◆ **Brief**
Your task is to restate exactly the lines from the one holding "Definition of the keypoint: for every instance of the arched" to the end of the entries below, inclusive.

◆ **The records**
----------------------------------------
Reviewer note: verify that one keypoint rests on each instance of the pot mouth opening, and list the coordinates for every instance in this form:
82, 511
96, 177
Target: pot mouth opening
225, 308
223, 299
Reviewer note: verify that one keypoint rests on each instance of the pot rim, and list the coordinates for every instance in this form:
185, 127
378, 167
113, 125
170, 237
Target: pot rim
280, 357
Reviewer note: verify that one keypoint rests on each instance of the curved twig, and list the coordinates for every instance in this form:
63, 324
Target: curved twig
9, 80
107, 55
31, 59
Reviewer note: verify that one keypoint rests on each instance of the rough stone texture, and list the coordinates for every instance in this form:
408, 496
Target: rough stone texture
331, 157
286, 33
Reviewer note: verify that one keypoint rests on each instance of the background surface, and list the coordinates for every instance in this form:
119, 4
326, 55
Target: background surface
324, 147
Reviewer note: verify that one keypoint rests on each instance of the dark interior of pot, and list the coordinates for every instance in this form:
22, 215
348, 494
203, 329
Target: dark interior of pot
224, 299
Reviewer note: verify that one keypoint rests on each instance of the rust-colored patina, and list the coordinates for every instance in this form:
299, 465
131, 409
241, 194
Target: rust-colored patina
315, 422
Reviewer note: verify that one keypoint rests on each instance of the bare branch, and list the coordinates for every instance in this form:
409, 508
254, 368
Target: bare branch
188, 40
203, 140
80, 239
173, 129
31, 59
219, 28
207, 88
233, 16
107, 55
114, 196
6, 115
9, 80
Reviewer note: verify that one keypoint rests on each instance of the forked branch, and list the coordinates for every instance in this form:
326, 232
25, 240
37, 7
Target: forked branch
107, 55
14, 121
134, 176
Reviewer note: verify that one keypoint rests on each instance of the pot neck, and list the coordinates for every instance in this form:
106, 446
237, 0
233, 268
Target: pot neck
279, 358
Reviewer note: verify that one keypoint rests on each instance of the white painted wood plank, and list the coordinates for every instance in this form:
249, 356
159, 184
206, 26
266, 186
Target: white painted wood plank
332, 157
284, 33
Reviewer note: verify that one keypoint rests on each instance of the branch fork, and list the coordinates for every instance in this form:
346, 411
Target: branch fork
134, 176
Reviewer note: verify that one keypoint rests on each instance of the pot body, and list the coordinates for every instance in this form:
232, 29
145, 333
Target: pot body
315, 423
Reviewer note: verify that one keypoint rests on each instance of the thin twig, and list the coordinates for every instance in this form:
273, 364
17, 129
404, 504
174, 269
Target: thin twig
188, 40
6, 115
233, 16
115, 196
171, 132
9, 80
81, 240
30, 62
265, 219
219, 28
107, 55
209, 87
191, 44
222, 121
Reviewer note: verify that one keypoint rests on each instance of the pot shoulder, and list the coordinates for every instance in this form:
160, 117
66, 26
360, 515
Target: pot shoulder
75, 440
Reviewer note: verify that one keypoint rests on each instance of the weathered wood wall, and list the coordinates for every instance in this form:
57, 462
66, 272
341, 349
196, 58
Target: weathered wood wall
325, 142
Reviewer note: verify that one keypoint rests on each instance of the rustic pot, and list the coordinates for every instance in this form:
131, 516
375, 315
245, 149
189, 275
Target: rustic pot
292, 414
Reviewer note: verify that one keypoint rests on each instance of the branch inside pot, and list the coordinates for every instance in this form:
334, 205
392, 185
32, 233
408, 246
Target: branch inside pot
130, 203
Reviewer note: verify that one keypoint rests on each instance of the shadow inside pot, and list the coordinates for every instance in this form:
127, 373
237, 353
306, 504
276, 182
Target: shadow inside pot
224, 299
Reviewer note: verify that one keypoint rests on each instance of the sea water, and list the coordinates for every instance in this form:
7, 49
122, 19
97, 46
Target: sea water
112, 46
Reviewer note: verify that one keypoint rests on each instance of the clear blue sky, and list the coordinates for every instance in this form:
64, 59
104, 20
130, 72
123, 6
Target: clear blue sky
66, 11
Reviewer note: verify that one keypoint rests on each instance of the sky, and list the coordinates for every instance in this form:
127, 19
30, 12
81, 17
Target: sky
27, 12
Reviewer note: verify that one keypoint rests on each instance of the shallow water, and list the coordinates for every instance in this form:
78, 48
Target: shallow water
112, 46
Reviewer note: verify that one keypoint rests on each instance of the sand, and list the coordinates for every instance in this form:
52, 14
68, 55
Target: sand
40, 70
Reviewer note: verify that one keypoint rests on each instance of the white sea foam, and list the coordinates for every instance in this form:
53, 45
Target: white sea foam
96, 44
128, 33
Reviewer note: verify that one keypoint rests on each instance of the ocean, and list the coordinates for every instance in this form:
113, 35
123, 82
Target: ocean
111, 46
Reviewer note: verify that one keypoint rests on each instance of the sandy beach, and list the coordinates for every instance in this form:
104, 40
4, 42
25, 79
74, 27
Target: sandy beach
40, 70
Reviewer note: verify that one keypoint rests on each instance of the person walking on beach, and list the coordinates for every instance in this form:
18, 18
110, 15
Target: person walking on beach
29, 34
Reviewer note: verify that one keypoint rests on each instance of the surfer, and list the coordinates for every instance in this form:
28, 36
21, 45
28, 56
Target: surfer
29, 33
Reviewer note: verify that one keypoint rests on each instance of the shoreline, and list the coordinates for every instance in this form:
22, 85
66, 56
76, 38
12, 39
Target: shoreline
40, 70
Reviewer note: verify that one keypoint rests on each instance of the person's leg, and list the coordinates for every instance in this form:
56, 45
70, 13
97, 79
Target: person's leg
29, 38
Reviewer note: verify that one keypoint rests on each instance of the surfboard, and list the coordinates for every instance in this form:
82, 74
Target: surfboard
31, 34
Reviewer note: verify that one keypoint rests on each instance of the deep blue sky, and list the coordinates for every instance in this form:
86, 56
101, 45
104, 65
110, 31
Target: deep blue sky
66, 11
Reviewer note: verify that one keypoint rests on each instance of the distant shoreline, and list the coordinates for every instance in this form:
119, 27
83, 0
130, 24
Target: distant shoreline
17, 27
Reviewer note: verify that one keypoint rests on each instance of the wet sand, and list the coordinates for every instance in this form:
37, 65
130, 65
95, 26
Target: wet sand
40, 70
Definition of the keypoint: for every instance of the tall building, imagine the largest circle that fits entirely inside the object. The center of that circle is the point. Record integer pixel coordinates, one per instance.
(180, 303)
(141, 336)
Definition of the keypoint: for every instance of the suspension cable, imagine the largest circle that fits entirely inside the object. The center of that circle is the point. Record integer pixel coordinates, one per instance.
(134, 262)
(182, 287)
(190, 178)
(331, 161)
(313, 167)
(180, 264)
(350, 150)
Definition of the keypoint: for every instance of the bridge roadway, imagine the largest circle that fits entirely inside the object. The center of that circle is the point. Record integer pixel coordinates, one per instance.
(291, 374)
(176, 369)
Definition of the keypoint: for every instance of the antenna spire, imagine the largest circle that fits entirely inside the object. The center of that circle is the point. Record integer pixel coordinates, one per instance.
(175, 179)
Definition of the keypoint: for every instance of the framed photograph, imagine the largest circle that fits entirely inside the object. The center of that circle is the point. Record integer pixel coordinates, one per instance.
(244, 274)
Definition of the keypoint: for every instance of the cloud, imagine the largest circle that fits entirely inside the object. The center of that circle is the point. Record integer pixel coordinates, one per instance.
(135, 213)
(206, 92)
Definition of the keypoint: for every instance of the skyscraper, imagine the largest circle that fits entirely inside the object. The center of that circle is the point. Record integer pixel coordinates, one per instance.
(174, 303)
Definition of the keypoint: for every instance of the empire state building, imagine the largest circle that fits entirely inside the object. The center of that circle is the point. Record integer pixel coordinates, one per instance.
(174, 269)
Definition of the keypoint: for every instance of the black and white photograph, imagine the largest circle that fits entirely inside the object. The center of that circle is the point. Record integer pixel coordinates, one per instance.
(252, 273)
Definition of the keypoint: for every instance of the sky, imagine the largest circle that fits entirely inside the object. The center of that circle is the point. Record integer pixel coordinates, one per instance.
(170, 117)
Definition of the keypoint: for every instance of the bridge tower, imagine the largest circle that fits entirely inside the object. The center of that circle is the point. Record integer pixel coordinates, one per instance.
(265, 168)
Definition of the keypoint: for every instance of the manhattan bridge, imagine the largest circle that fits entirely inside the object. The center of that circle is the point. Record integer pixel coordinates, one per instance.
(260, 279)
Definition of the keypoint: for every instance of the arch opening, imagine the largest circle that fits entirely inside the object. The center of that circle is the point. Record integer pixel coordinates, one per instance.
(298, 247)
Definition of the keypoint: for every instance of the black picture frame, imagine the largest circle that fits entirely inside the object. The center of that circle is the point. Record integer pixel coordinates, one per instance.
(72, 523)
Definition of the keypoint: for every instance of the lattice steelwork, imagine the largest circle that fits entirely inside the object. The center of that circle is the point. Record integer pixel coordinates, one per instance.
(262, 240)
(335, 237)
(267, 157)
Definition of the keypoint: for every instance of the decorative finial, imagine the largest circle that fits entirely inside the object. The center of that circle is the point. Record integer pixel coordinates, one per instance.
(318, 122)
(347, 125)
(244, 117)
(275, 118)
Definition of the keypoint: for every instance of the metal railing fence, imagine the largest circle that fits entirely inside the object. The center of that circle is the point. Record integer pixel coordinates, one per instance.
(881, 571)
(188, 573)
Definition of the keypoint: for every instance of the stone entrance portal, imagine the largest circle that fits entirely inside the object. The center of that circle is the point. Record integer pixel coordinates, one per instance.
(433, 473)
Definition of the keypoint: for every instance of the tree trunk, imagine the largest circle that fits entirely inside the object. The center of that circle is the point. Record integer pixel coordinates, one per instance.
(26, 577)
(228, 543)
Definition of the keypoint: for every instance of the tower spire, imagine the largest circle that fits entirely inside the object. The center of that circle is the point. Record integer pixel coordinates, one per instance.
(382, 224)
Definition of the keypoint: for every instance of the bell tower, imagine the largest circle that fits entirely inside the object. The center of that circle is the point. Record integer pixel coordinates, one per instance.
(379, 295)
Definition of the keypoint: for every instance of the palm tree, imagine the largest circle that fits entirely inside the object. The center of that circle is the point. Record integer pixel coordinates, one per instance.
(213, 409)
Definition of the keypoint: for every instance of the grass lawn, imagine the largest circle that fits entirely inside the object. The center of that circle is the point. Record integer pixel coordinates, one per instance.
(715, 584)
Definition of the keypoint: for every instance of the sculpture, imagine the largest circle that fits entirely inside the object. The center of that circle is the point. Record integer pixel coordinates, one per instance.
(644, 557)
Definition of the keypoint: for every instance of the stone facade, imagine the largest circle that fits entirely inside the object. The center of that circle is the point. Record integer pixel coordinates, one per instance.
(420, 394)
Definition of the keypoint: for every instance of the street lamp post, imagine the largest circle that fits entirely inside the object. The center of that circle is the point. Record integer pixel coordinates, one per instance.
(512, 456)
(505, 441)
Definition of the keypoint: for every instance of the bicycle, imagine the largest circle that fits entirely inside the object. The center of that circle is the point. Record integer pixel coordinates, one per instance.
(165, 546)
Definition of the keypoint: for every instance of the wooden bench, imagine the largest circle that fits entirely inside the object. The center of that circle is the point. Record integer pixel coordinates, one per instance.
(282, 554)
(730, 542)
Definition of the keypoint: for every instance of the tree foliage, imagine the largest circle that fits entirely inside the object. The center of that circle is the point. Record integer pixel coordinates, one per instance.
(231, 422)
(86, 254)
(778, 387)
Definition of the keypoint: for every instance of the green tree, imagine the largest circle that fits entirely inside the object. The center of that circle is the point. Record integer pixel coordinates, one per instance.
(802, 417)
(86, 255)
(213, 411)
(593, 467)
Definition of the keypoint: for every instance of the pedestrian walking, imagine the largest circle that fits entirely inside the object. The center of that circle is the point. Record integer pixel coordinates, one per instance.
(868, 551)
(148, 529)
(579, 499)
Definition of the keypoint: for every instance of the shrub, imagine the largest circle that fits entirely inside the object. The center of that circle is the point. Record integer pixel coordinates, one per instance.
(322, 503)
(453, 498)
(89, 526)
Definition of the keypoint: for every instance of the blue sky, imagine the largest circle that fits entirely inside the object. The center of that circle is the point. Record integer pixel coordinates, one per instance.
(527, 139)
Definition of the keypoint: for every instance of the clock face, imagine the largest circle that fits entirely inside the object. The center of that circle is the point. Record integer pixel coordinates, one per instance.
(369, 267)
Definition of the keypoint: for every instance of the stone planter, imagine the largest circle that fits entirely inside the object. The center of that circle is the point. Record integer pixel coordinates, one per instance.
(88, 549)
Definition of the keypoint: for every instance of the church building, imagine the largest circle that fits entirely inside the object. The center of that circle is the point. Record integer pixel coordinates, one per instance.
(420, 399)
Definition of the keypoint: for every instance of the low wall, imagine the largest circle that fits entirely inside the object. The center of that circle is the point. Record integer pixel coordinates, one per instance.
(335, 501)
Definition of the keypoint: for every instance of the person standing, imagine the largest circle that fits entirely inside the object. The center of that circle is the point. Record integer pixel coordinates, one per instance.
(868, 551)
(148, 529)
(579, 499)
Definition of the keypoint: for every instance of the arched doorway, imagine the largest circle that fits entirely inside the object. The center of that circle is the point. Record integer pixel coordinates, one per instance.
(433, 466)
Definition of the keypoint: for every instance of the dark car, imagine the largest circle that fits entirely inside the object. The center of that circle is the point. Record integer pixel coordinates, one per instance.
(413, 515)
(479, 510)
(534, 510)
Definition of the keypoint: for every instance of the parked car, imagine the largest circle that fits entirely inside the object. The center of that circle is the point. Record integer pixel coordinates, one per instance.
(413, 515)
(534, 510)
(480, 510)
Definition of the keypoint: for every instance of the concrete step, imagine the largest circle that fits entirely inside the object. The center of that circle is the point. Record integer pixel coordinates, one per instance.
----------------------------------------
◆ **Solution to this problem**
Definition of the keypoint: for every instance of the arched doorway, imagine the largest circle that fits entirely inside the object. The center of that circle is the point. Record integer pixel coordinates, one per instance.
(433, 466)
Definition of the keypoint: for every instance of the dark car, imagine the largest circle that fits entirely inside the object. The center of that circle is the point. Record integer pixel coordinates, one per instance.
(413, 515)
(479, 510)
(534, 510)
Definition of the keypoint: for every instance of the parked car, imagine the largest circle that fits entirely inside the object. The center of that circle is the point. Record integer pixel coordinates, one per instance.
(413, 515)
(534, 510)
(480, 510)
Definition of the keypoint: for every instance of the concrete step, imagine the largest circle that fits entirely inside the object. The center of that circle is the point. Record integer pixel coordinates, one per instance.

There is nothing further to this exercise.